__Data for the task__:
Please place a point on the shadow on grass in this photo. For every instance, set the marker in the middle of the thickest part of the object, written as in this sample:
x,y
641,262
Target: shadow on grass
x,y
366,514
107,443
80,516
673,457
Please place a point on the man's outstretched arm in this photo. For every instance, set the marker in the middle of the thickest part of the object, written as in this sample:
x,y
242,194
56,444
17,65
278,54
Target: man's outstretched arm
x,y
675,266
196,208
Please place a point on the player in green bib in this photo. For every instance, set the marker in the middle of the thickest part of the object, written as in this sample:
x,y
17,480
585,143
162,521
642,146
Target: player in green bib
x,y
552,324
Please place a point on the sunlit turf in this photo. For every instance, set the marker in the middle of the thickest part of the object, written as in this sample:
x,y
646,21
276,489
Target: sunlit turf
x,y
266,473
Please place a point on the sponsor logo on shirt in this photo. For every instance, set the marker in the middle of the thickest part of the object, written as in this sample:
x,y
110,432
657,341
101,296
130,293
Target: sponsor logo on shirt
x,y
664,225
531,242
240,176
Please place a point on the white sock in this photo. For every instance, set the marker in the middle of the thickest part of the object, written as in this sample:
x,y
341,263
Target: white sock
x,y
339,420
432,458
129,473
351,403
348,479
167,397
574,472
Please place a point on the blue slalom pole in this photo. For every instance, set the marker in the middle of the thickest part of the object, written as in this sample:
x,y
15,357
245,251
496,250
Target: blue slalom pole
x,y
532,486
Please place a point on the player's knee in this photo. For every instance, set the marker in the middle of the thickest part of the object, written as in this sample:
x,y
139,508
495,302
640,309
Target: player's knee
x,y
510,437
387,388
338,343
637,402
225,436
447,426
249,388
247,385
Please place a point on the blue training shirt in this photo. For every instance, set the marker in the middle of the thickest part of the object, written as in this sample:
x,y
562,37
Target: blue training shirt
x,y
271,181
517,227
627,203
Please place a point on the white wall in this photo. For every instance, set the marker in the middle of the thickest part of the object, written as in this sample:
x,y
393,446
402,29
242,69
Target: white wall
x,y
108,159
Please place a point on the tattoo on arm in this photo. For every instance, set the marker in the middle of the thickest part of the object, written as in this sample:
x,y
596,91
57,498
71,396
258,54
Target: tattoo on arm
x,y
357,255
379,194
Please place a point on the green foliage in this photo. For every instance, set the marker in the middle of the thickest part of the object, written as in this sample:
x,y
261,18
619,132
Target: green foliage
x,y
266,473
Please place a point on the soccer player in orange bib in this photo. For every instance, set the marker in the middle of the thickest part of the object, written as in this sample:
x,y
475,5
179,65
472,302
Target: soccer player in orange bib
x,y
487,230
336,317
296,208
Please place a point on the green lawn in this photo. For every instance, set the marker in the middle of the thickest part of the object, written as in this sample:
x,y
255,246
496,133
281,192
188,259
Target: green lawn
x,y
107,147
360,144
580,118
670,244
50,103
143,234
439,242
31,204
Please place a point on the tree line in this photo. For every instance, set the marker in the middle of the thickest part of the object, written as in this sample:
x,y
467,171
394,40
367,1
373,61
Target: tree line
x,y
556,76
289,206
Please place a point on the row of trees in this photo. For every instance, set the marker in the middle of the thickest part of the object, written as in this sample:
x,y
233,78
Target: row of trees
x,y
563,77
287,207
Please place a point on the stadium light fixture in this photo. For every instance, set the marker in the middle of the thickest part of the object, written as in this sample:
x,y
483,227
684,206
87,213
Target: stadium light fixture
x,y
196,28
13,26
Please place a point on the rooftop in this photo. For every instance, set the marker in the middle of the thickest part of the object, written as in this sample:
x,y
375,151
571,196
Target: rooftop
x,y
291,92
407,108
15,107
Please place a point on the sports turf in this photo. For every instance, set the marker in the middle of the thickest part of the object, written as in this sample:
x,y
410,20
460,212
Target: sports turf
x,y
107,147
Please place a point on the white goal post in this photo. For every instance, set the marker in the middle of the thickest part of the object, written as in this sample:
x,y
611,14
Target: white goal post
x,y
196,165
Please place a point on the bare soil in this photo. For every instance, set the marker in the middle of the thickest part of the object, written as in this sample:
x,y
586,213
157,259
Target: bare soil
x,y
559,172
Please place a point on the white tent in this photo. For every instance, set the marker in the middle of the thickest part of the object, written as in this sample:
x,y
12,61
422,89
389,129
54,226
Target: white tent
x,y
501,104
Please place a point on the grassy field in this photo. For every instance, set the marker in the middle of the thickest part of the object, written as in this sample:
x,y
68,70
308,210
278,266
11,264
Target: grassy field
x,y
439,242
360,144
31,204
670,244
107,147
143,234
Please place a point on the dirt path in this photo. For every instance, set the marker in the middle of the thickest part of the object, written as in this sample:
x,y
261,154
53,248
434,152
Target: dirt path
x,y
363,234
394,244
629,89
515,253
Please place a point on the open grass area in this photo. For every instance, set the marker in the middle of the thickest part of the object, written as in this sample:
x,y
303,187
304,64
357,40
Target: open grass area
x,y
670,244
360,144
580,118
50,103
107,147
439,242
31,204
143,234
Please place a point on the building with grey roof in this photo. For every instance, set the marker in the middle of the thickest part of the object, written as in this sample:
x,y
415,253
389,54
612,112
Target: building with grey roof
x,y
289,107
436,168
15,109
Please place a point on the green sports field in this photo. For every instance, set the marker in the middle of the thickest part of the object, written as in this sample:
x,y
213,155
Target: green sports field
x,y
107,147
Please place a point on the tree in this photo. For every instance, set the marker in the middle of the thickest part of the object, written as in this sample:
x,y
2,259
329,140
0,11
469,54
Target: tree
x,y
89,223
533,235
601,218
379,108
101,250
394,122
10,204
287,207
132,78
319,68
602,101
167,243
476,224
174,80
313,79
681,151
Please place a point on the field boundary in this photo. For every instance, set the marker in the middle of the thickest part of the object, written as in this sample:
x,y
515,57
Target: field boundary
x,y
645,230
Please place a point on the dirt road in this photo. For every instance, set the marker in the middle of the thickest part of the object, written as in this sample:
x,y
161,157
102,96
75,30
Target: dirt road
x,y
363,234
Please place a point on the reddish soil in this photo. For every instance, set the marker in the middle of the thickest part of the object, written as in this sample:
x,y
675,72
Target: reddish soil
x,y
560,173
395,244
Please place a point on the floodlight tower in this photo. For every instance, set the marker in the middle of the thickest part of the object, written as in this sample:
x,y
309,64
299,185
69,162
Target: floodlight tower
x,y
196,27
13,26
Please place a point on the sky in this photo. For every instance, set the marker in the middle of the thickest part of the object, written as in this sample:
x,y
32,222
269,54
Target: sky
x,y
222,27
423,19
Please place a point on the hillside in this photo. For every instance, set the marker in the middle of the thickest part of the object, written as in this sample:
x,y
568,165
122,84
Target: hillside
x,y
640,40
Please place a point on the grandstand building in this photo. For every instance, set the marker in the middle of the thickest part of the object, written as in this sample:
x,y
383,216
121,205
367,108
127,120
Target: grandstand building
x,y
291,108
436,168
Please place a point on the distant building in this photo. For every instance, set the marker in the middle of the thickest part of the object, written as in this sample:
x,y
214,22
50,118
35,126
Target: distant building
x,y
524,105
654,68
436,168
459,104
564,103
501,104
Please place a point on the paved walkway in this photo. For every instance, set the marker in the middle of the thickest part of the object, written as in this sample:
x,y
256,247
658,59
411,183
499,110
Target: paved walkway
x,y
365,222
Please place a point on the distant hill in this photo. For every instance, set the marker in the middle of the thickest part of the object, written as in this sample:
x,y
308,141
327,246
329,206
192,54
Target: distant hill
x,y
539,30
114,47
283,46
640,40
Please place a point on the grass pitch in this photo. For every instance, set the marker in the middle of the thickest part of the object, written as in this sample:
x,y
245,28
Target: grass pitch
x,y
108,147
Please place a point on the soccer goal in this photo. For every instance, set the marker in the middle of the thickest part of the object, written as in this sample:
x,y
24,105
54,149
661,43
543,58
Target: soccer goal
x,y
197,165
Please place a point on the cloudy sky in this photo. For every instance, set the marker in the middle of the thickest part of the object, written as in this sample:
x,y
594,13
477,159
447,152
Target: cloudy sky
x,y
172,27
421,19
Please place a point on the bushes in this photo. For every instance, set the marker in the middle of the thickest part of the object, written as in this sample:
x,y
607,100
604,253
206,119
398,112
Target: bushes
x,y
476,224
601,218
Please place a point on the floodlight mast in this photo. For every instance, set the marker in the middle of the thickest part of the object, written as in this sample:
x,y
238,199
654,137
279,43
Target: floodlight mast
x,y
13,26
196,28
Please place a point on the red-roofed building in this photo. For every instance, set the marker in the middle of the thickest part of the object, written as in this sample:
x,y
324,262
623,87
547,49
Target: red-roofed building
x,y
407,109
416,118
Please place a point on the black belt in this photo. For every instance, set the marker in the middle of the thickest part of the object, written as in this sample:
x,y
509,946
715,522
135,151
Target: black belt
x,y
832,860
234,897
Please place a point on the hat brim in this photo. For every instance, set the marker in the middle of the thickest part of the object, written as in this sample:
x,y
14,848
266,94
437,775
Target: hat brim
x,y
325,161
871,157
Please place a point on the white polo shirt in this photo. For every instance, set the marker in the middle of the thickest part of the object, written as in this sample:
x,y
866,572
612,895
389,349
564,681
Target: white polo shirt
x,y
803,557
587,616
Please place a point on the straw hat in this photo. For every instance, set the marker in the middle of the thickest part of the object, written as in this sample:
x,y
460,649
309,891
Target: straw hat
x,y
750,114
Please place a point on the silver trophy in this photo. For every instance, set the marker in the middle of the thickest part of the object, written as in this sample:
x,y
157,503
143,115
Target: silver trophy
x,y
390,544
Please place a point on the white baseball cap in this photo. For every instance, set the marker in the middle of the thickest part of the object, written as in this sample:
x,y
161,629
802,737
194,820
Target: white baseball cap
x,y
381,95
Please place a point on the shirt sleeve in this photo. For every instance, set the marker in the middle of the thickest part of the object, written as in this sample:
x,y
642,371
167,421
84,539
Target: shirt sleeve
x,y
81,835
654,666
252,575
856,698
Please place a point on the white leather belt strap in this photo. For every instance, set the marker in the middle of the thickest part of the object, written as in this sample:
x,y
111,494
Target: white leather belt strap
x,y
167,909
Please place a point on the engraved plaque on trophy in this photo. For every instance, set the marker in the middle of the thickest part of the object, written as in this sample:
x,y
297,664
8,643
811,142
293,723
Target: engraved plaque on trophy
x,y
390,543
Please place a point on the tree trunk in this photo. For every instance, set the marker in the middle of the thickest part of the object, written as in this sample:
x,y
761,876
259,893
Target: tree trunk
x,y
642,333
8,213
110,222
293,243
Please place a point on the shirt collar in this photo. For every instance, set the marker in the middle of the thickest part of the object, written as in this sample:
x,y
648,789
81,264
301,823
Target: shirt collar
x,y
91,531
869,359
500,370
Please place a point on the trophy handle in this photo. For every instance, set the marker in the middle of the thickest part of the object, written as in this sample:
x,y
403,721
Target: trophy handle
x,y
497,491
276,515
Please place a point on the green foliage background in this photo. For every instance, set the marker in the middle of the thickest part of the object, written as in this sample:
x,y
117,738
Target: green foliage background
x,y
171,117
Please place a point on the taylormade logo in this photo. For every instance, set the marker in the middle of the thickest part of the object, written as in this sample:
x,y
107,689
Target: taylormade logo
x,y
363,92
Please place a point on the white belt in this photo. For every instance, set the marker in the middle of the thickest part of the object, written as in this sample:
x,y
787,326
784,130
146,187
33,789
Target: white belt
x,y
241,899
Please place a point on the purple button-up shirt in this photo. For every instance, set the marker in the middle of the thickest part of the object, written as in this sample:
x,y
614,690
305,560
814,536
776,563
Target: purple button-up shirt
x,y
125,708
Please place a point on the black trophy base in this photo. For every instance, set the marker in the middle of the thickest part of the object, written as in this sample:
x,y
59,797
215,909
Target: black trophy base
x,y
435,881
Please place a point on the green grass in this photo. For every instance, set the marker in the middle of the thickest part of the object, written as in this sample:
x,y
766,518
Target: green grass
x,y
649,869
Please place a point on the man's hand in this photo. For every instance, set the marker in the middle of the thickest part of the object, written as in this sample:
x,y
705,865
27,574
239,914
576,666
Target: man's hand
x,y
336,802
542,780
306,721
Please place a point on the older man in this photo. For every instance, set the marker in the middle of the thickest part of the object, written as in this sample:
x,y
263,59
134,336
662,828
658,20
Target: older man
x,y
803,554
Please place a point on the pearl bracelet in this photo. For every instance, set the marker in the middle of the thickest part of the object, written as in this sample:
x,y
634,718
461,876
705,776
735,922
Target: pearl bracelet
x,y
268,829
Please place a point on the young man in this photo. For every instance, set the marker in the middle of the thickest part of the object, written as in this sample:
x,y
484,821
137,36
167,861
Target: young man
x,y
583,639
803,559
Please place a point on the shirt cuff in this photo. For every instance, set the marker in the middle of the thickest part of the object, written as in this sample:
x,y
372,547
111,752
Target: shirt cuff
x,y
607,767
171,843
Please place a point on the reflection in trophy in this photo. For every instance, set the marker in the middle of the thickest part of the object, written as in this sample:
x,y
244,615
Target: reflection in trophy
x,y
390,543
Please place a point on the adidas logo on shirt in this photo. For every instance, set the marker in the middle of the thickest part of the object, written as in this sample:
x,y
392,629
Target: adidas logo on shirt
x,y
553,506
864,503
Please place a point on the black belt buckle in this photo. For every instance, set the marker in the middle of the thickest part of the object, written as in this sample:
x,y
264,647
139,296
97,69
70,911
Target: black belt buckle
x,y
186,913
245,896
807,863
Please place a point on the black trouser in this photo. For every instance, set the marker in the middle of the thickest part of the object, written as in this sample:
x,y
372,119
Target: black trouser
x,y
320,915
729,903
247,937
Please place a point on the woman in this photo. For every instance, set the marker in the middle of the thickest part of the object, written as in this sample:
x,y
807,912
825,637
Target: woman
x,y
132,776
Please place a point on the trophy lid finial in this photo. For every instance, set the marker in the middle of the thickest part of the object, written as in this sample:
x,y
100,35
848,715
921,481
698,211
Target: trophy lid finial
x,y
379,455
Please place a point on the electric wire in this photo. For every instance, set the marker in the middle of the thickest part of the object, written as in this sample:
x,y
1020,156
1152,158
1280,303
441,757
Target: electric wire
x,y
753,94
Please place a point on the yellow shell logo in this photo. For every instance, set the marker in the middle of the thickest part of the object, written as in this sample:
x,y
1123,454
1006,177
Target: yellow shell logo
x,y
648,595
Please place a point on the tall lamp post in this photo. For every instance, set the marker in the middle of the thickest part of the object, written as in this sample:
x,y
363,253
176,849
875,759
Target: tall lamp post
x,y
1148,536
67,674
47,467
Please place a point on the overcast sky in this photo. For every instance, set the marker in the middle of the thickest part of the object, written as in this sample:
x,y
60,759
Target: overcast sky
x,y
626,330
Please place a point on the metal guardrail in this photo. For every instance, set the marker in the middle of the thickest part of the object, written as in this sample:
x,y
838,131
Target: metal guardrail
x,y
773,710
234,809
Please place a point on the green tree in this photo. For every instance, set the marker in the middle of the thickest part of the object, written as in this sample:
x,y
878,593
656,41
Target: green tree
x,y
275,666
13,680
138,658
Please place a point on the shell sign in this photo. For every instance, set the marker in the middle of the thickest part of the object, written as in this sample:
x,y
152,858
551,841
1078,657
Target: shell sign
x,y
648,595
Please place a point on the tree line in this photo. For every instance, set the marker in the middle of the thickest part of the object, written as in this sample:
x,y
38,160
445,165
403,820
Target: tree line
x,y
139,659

__Problem to work on__: Take the line with "Target: metal guardrail" and every line after it in the data, and please reproduce them exactly, leaving out all other lines.

__Answer section__:
Target: metal guardrail
x,y
773,710
234,809
Please place a point on the green tree in this photo. For every instance, set the marker in the middle of the thickest part of the object, written as in this sample:
x,y
878,593
656,41
Target: green tree
x,y
275,666
13,680
138,658
Please place a point on the shell sign in this photo. For every instance, set the marker in the middle of the thickest part of the object, written as in this sample:
x,y
152,858
551,841
1078,657
Target: shell sign
x,y
648,595
Please place a point on the tree line in this photo. For every instance, set the marker in the middle of the thickest part of the object, written as in this sample:
x,y
38,160
445,165
403,820
Target: tree line
x,y
139,659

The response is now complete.